# [PROMPT 1]
In the discussion below, what did Pimlottc do to the page?

# [PAGE]

Both this and the 11a/b/g/n page state the card works on 802.11a, b, g and n standards. Is one of them wrong?

--Whizkid 15:06, 15 March 2007 (CET)

No. Someone ("MH") turned this page into a a/b/g/n while trying to create a a/b/g/n page by mistake, and caused the current mess because nobody noticed it and more edits were done.

Someone needs to get all the good information in this page into the proper a/b/g/n page, and remove all a/b/g/n information from this page while still keeping the other edits.

--hmh 03:27, 20 March 2007 (CET)

I reverted the page back to the last version before the a/b/g/n edits. Doesn't look like there was anything regarding the a/b/g card added after that point. Pimlottc 05:07, 7 April 2007 (CEST)

# [PROMPT 2]
Retype the listing below verbatim, everything from its first line down to and including the line containing "x=662 y=579".

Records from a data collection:
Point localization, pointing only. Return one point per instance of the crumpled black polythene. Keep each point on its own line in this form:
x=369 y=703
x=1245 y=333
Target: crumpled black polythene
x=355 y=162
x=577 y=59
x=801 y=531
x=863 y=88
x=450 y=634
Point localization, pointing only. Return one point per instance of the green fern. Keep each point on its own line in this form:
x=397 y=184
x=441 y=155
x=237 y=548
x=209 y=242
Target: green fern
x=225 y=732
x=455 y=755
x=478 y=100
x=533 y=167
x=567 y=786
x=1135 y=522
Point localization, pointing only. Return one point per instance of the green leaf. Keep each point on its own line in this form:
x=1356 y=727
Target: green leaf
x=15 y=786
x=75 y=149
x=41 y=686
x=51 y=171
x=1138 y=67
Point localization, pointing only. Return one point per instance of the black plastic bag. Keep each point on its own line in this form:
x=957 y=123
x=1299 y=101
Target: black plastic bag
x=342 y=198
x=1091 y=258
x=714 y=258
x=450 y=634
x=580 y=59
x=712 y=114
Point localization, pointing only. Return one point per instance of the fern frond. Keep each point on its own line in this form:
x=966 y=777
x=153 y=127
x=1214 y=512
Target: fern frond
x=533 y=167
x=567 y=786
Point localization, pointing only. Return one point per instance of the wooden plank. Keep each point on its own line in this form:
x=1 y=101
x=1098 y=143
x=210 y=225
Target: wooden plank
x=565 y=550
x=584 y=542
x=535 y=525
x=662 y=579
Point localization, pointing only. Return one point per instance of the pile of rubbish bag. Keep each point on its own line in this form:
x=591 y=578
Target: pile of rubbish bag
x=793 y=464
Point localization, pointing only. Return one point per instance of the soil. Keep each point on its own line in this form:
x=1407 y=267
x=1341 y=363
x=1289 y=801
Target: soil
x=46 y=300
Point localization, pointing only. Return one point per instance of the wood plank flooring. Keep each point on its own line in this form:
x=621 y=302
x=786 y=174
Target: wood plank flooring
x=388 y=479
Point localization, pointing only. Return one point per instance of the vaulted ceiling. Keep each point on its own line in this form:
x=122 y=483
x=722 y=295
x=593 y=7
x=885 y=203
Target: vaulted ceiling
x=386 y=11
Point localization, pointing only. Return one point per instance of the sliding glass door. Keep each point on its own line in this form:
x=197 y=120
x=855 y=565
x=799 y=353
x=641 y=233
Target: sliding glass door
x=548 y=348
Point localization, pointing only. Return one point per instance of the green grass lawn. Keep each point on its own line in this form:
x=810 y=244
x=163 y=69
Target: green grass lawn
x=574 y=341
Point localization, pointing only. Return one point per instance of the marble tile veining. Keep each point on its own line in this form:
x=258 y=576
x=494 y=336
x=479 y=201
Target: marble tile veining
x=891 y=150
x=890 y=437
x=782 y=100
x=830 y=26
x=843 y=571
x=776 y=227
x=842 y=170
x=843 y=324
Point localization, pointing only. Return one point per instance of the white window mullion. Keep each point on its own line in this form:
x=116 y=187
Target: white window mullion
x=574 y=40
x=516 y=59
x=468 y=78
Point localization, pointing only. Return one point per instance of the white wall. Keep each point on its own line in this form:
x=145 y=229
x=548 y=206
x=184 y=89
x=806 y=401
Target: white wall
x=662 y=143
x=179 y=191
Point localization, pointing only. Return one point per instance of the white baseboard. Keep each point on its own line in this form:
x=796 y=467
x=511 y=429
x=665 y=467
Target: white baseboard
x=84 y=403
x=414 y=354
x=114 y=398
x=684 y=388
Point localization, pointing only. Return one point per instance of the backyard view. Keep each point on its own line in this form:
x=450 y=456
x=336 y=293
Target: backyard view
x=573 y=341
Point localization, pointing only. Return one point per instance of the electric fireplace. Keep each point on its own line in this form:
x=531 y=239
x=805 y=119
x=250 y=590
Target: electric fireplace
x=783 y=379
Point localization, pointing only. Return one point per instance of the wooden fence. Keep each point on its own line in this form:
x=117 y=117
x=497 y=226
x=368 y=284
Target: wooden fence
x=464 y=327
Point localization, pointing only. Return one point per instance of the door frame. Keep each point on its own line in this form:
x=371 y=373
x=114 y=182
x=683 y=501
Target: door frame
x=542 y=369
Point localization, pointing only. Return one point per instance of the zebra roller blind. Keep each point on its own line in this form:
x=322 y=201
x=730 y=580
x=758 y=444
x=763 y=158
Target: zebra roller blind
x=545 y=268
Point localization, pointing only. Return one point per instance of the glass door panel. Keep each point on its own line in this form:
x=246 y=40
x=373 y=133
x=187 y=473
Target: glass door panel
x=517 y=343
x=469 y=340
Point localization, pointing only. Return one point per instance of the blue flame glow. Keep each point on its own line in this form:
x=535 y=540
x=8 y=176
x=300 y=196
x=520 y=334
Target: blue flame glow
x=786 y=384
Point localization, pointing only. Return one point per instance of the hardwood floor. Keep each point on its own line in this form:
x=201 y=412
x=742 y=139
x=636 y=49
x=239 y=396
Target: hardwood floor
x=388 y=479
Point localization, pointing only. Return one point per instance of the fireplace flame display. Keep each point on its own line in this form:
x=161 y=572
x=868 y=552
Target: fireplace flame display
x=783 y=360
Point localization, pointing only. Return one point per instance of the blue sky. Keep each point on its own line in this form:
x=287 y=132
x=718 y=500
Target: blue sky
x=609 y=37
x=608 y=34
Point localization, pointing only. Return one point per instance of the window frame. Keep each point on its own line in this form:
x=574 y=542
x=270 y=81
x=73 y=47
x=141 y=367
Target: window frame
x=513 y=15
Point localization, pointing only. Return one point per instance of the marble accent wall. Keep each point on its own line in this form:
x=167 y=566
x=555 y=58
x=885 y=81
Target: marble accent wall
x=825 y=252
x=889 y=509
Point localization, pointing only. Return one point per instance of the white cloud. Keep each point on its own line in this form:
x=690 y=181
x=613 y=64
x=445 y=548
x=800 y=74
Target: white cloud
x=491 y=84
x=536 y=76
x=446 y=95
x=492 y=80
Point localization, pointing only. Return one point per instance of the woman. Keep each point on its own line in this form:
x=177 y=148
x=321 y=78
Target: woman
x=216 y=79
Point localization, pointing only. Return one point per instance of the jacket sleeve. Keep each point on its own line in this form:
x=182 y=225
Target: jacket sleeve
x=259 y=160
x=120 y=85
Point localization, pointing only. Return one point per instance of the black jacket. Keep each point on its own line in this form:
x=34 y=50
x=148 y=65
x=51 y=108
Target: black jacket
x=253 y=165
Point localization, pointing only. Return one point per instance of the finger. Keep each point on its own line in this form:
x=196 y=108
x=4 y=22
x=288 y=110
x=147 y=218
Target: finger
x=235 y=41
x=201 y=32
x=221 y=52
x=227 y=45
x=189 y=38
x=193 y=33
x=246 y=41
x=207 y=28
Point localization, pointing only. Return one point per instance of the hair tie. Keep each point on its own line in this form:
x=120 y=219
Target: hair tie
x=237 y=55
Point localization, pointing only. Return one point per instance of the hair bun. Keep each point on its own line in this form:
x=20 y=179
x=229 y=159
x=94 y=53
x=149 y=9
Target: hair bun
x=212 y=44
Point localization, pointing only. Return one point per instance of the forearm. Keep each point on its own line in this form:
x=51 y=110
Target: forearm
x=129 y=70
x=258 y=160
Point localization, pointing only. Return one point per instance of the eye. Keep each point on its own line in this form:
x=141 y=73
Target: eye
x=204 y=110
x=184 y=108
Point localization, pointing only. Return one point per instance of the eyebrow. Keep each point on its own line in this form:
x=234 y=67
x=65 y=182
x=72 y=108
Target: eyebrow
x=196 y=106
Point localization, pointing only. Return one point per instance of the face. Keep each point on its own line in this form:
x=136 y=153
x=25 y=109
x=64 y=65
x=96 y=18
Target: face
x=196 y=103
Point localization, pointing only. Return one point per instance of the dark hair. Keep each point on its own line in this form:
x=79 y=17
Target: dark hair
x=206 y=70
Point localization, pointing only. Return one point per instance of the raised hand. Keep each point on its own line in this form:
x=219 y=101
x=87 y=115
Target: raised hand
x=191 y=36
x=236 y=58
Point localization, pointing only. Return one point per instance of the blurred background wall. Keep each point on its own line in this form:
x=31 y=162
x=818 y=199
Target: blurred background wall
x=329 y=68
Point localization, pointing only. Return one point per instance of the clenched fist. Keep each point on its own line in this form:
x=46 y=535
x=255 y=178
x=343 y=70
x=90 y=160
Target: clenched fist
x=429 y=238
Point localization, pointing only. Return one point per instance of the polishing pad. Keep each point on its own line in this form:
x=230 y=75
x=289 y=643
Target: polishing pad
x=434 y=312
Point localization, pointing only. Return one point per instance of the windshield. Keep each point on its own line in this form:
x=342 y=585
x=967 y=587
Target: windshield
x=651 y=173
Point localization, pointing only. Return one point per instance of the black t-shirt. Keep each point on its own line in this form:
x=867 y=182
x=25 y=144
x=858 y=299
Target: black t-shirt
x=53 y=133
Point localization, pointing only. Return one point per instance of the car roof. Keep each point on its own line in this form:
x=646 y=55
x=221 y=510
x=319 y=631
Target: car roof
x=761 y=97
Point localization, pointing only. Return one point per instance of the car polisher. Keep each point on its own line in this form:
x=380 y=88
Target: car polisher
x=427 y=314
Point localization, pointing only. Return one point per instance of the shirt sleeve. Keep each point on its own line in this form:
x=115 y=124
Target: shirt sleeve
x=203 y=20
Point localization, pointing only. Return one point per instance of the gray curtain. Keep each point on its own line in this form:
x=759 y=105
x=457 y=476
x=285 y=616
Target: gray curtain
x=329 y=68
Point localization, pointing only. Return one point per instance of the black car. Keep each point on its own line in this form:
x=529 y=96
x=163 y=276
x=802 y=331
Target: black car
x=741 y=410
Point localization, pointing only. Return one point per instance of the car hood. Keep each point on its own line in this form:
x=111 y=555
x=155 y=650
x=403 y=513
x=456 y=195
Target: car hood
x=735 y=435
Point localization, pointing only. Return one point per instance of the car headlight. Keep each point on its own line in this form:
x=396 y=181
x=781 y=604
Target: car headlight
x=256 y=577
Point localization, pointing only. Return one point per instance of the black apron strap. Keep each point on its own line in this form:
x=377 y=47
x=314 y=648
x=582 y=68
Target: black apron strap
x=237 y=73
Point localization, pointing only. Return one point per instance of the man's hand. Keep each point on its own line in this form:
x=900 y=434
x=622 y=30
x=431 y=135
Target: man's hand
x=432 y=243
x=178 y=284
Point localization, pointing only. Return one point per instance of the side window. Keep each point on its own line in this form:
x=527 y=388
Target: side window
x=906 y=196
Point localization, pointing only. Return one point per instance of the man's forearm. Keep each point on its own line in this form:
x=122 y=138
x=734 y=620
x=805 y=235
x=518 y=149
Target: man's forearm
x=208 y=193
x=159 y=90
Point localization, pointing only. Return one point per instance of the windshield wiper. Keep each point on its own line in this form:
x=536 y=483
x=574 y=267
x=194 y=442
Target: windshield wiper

# [PROBLEM SOLUTION 1]
Pimlottc reverted the page to the last version before the a/b/g/n edits.

# [PROBLEM SOLUTION 2]
Point localization, pointing only. Return one point per instance of the crumpled black polythene. Keep each point on its own line in this form:
x=369 y=703
x=1245 y=333
Target: crumpled black polythene
x=355 y=162
x=577 y=59
x=801 y=531
x=863 y=88
x=450 y=634
Point localization, pointing only. Return one point per instance of the green fern. Keep each point on its own line in this form:
x=397 y=184
x=441 y=155
x=237 y=548
x=209 y=242
Target: green fern
x=225 y=732
x=455 y=755
x=478 y=100
x=533 y=167
x=567 y=786
x=1135 y=522
Point localization, pointing only. Return one point per instance of the green leaf. Keep each point on its own line in this form:
x=1356 y=727
Target: green leaf
x=15 y=786
x=75 y=149
x=41 y=686
x=51 y=171
x=1138 y=67
Point localization, pointing only. Return one point per instance of the black plastic bag. Keep each point on its own line in this form:
x=957 y=123
x=1299 y=101
Target: black plastic bag
x=342 y=198
x=1091 y=258
x=714 y=258
x=450 y=634
x=580 y=59
x=712 y=114
Point localization, pointing only. Return one point per instance of the fern frond. Keep each point on its own line in this form:
x=966 y=777
x=153 y=127
x=1214 y=512
Target: fern frond
x=533 y=167
x=567 y=786
Point localization, pointing only. Return one point per instance of the wooden plank. Keep each point on its own line in this form:
x=1 y=101
x=1098 y=143
x=210 y=225
Target: wooden plank
x=565 y=550
x=584 y=542
x=535 y=525
x=662 y=579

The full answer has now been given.